--- Start of Raw records ---
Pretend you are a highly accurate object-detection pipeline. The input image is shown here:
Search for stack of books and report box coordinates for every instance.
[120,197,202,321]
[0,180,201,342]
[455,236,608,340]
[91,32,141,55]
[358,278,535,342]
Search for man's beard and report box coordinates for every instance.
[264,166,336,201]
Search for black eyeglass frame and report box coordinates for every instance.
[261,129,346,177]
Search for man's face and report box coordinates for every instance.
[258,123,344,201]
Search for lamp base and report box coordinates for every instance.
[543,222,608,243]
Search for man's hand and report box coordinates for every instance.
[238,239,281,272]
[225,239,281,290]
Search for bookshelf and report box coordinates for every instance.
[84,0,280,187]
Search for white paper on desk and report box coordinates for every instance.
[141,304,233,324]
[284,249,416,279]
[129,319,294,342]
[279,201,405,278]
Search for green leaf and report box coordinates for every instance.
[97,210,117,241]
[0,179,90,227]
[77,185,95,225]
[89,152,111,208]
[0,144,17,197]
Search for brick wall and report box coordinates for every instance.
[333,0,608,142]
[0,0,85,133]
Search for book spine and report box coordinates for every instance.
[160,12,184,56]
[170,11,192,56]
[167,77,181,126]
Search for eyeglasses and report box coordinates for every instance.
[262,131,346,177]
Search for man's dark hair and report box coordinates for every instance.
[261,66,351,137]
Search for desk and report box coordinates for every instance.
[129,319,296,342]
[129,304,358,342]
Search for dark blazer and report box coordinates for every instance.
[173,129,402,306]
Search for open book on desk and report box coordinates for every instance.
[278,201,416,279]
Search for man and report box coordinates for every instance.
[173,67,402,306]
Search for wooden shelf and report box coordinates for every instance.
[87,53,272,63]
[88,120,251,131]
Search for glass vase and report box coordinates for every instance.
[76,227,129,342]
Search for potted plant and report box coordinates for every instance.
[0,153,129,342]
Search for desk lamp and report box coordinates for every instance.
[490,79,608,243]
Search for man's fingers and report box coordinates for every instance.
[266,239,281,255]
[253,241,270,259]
--- End of Raw records ---
--- Start of Raw records ---
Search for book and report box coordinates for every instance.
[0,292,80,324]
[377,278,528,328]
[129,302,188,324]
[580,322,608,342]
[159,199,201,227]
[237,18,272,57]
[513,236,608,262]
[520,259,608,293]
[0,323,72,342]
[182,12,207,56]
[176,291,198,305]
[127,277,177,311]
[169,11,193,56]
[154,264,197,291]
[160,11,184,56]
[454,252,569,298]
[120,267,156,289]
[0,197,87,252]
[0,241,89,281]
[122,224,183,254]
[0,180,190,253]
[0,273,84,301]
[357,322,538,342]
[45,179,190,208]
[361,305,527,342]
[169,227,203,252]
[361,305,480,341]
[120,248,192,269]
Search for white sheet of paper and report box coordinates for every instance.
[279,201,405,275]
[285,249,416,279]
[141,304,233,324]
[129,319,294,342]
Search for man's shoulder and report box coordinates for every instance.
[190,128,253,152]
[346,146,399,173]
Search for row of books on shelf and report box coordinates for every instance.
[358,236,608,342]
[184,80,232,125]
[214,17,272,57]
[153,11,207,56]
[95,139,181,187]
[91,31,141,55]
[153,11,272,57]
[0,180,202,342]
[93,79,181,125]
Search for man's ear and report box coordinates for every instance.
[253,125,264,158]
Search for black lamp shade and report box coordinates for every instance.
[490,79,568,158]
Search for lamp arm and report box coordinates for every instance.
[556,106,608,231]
--- End of Raw records ---
_Task description_. Gather every line of the data above that contains the string "dark", treating uppercase and lowercase as different.

_Answer to this task_.
Search for man's dark hair and report box coordinates for every instance.
Search for dark blazer and report box coordinates for every instance.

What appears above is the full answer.